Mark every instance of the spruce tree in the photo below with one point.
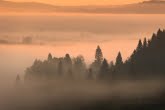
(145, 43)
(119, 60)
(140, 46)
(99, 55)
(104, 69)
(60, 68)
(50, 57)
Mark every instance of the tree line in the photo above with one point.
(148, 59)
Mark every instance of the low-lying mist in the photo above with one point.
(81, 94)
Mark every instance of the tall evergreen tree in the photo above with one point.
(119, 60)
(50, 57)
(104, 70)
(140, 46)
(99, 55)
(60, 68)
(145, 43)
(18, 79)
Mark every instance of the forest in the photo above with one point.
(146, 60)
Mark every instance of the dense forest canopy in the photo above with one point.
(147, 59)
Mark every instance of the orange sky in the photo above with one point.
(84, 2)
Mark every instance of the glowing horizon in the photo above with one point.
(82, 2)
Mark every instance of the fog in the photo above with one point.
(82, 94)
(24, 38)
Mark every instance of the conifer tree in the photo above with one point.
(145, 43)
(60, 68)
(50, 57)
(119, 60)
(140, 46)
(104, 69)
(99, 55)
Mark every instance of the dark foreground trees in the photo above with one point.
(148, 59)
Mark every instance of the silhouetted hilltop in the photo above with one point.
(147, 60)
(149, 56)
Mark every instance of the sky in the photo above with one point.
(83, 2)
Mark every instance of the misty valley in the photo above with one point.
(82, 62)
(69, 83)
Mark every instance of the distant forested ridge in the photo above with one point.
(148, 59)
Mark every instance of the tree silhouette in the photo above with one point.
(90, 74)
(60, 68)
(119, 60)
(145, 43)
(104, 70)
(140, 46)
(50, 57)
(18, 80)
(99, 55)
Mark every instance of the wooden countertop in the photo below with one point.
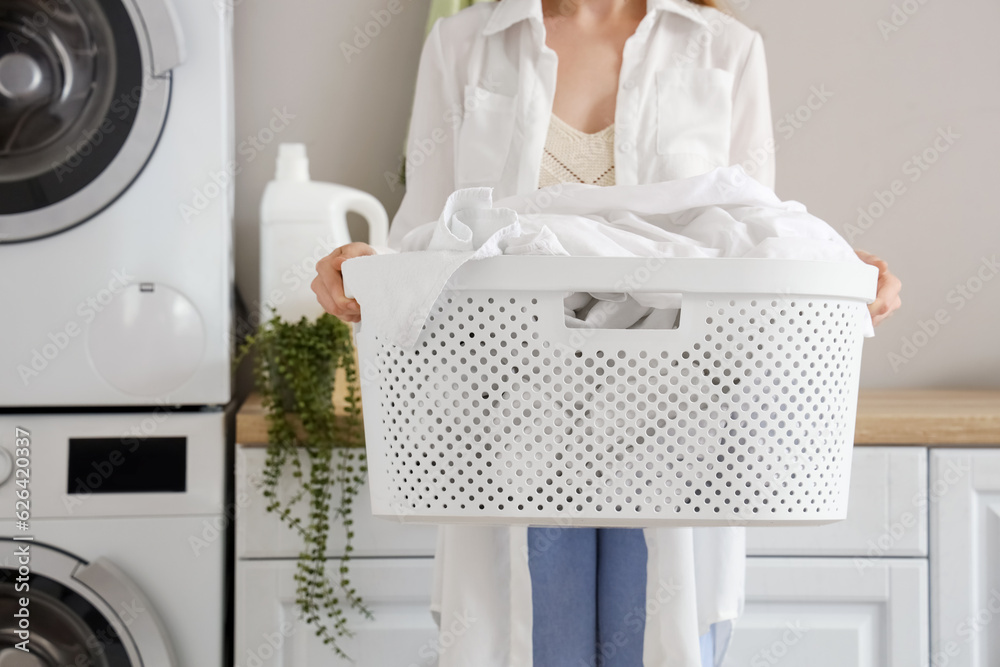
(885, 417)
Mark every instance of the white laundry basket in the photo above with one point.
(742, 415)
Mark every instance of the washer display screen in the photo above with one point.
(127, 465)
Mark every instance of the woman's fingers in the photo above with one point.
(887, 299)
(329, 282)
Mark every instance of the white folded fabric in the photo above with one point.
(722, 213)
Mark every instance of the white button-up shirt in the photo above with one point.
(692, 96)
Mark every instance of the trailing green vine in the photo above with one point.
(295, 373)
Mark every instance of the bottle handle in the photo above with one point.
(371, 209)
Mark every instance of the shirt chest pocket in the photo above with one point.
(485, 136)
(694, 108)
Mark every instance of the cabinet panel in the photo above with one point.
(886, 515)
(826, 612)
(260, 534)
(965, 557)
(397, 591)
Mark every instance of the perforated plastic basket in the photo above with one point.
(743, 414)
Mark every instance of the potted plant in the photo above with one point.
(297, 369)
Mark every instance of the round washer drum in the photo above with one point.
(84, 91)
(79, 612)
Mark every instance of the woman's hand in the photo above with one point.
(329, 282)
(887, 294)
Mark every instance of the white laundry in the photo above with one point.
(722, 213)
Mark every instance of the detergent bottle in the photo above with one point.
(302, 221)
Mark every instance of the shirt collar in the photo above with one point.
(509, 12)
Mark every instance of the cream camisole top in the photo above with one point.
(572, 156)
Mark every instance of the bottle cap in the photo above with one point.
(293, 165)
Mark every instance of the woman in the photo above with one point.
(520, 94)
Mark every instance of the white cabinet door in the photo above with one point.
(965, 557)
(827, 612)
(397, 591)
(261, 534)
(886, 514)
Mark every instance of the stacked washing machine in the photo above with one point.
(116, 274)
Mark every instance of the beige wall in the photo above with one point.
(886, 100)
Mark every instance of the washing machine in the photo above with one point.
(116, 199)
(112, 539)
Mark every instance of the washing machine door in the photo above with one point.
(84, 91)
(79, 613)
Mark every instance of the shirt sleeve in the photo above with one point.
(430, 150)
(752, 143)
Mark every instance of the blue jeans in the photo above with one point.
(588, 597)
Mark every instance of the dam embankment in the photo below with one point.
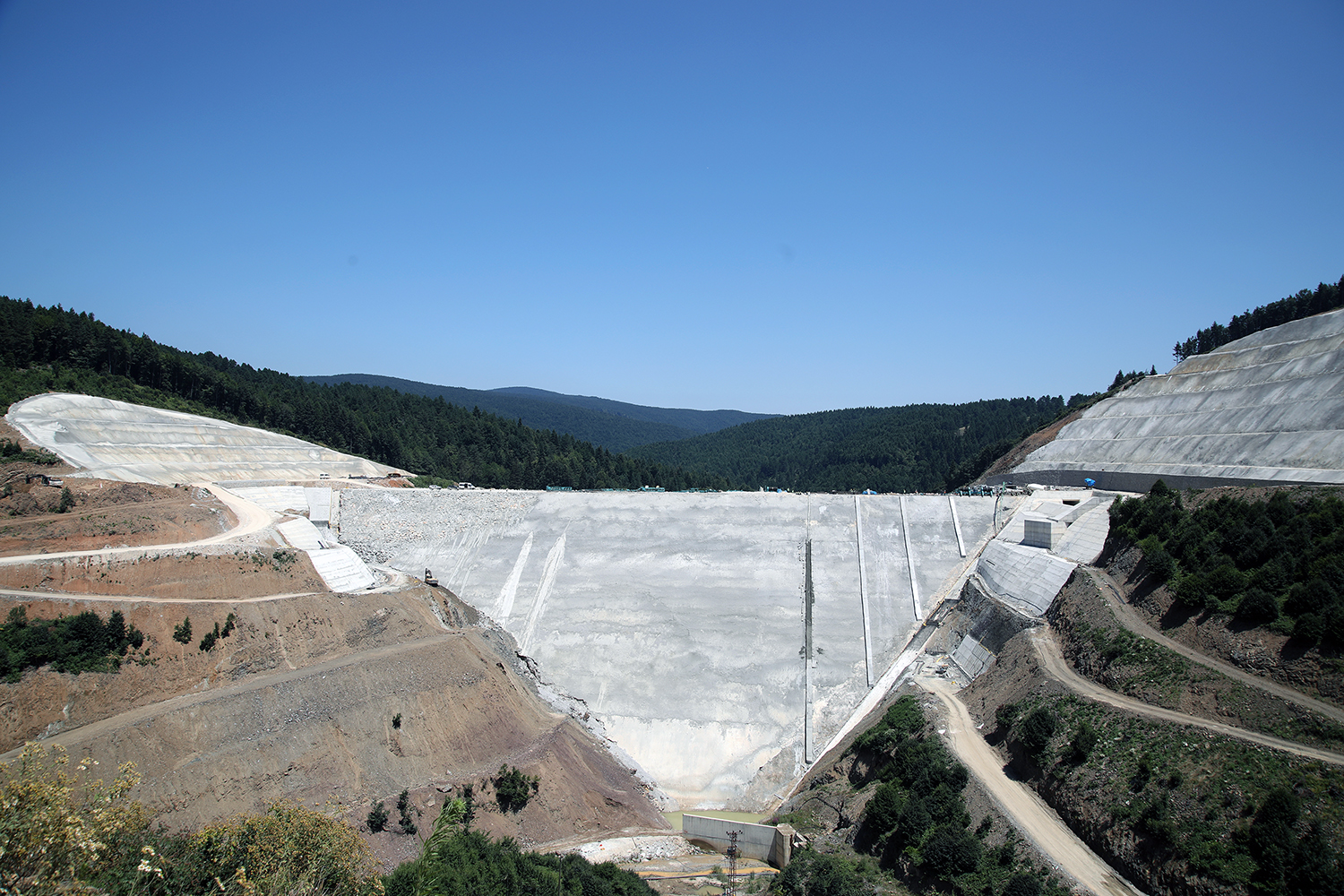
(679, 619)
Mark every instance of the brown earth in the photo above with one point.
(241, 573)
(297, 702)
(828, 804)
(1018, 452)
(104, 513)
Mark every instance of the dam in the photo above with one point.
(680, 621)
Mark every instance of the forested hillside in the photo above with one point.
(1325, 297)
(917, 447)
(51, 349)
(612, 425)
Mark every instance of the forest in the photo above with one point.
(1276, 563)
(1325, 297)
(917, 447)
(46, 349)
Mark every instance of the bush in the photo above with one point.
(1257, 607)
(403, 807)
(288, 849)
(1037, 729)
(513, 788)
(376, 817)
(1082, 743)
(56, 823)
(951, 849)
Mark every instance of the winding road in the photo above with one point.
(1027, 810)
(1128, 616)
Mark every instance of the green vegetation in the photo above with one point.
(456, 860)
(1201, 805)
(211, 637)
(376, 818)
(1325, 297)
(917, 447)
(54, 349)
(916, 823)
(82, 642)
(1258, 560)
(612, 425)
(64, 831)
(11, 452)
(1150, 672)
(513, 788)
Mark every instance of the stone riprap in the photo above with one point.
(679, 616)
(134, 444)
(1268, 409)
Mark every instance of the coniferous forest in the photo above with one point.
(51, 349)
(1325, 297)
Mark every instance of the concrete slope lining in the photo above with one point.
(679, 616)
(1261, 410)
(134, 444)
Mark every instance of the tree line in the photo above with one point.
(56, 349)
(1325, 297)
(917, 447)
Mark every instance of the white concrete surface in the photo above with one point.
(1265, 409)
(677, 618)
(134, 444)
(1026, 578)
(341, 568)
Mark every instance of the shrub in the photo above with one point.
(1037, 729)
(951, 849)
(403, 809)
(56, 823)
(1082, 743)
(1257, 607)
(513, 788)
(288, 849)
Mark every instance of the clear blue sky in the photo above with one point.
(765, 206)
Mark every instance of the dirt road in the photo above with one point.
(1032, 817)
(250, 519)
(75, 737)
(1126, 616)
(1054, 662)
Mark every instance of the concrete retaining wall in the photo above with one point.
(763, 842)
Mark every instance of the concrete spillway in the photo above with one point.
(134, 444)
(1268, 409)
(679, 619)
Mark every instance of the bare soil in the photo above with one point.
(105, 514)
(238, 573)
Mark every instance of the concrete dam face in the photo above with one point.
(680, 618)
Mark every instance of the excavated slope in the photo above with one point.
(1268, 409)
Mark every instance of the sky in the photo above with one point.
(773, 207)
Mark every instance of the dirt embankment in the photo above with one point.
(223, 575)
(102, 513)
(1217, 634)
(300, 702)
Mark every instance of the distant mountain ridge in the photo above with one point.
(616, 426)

• [Aim] Copy the whole of the material above exactly, but not its images.

• [Response for this exercise]
Mark every instance of the spruce tree in the photo below with one point.
(145, 43)
(119, 60)
(140, 46)
(99, 55)
(104, 69)
(60, 68)
(50, 57)
Mark every instance of the tree line in the photo above with one point.
(148, 59)
Mark every instance of the low-lying mist in the photo above with one point.
(81, 94)
Mark every instance of the tall evergreen tree in the photo above with one point.
(119, 60)
(50, 57)
(104, 70)
(140, 46)
(99, 55)
(60, 68)
(145, 43)
(18, 79)
Mark every instance of the forest in the photo above with one point.
(146, 60)
Mark every instance of the dense forest canopy in the photo above with one point.
(147, 59)
Mark every instance of the orange sky in the photo above with one point.
(84, 2)
Mark every instance of the glowing horizon in the photo above with one point.
(82, 2)
Mark every instance of the fog in the photo above with one point.
(82, 94)
(24, 38)
Mark every instance of the conifer tree in the photo above with one point.
(145, 43)
(60, 68)
(50, 57)
(119, 60)
(140, 46)
(104, 69)
(99, 55)
Mark every instance of the dark foreground trees in the photo above with one point.
(148, 59)
Mark every instance of the silhouetted hilltop in the photo above with one point.
(147, 60)
(149, 56)
Mark every instance of the sky in the photo above with one point.
(83, 2)
Mark every instance of the misty valley in the photo above with one point.
(82, 62)
(69, 83)
Mark every instance of the distant forested ridge in the photo above with one point.
(148, 59)
Mark every instance of the tree silhouette in the photo above with one point.
(90, 74)
(60, 68)
(119, 60)
(145, 43)
(104, 70)
(140, 46)
(50, 57)
(18, 80)
(99, 55)
Mark every instance of the wooden countertop in the photo below with one point.
(885, 417)
Mark every instance of the white laundry basket in the photo above with one point.
(742, 415)
Mark every instance of the washer display screen in the photo above with one point.
(127, 465)
Mark every instance of the woman's fingers in the photo above with one point.
(887, 299)
(329, 282)
Mark every instance of the white folded fabric in the photo above with one point.
(722, 213)
Mark every instance of the white button-up shirt in the photo above with one point.
(692, 96)
Mark every instance of the trailing green vine in the photo above with one point.
(295, 373)
Mark every instance of the bottle handle in the photo above with one point.
(371, 209)
Mark every instance of the shirt chest pocket in the photo above with one point.
(485, 136)
(694, 108)
Mark every instance of the cabinet panel in the photo above with one point.
(886, 515)
(826, 612)
(260, 534)
(965, 557)
(397, 591)
Mark every instance of the perforated plastic basket in the photo above with one point.
(743, 414)
Mark every instance of the potted plant in the photo above with one point.
(297, 369)
Mark every instance of the round washer drum in the photo above with one point.
(84, 91)
(79, 612)
Mark every instance of the woman's hand in the photo above with one point.
(329, 282)
(887, 294)
Mark every instance of the white laundry in the photo above with one point.
(722, 213)
Mark every instance of the detergent bottle in the photo above with one point.
(302, 221)
Mark every instance of the shirt collar in the photo above with one point.
(509, 12)
Mark every instance of the cream camisole top in the photo above with one point.
(572, 156)
Mark every instance of the bottle cap in the photo above with one point.
(293, 165)
Mark every instance of the woman in the photo above with one point.
(520, 94)
Mark every instance of the white cabinet door in the photo above with one point.
(965, 557)
(827, 612)
(397, 591)
(261, 534)
(886, 514)
Mark every instance of the stacked washing machine in the photo above with one point.
(116, 274)
Mark every instance of the beige wall in the photo above with one point.
(886, 100)
Mark every instance of the washing machine in the photo above with one point.
(116, 199)
(112, 539)
Mark every instance of the washing machine door in the photo above with one point.
(84, 91)
(79, 613)
Mark every instance of the shirt sleeve in the photo above with one point.
(430, 150)
(752, 143)
Mark every instance of the blue jeans in the photo above with one point.
(588, 597)
Mark every instance of the dam embankment in the photo below with one point.
(679, 619)
Mark every instance of the brown earth in the photo above with one point.
(241, 573)
(297, 702)
(828, 804)
(1018, 452)
(104, 513)
Mark every instance of the dam in the photo above with one point.
(680, 621)
Mark every instance of the forested hillside in the photo above with one point.
(1325, 297)
(917, 447)
(51, 349)
(612, 425)
Mark every instance of the forest in the photo above with one point.
(1276, 563)
(1325, 297)
(917, 447)
(46, 349)
Mark every instance of the bush in the photo above with one point.
(1257, 607)
(403, 807)
(288, 849)
(1037, 729)
(513, 788)
(376, 817)
(1082, 743)
(56, 823)
(951, 849)
Mark every instance of the winding road in the photo above with one point.
(1027, 810)
(1128, 616)
Mark every instance of the green vegetation in the photo above with one point.
(456, 860)
(1201, 805)
(211, 637)
(376, 818)
(1325, 297)
(917, 447)
(54, 349)
(916, 823)
(82, 642)
(1258, 560)
(612, 425)
(64, 831)
(11, 452)
(1150, 672)
(513, 788)
Mark every instance of the stone riprap in the photo above with one point.
(679, 616)
(134, 444)
(1268, 409)
Mark every instance of the coniferous forest in the photo above with one point.
(51, 349)
(1325, 297)
Mark every instance of the concrete slope lining in the photo above with one point.
(679, 616)
(1261, 410)
(134, 444)
Mark every instance of the tree line in the photo above with one point.
(56, 349)
(1325, 297)
(917, 447)
Mark every instance of the white concrete surface in the photo above with one point.
(1265, 409)
(677, 618)
(134, 444)
(1026, 578)
(341, 568)
Mark every instance of the shrub in the photo above with one point.
(1037, 729)
(951, 849)
(403, 809)
(56, 823)
(1082, 743)
(1257, 607)
(513, 788)
(288, 849)
Mark every instance of the clear blue sky in the photo above with one point.
(765, 206)
Mark every instance of the dirt road in the photo above with one point.
(1032, 817)
(250, 519)
(75, 737)
(1126, 616)
(1054, 662)
Mark every instance of the concrete retaining wall in the photo above with one point.
(763, 842)
Mark every instance of the concrete spillway in the photo above with one point.
(134, 444)
(1268, 409)
(679, 619)
Mark every instance of the bare soil in the photo above with one point.
(105, 514)
(238, 573)
Mark every instance of the concrete dam face in the photo above with one point.
(680, 618)
Mark every instance of the excavated slope in the photo above with one point.
(1268, 409)
Mark every instance of the sky in the photo above with one point.
(773, 207)
Mark every instance of the dirt embankment in the photo above with one point.
(223, 575)
(102, 513)
(1217, 634)
(300, 702)
Mark every instance of the distant mountain ridge in the photo above with one point.
(616, 426)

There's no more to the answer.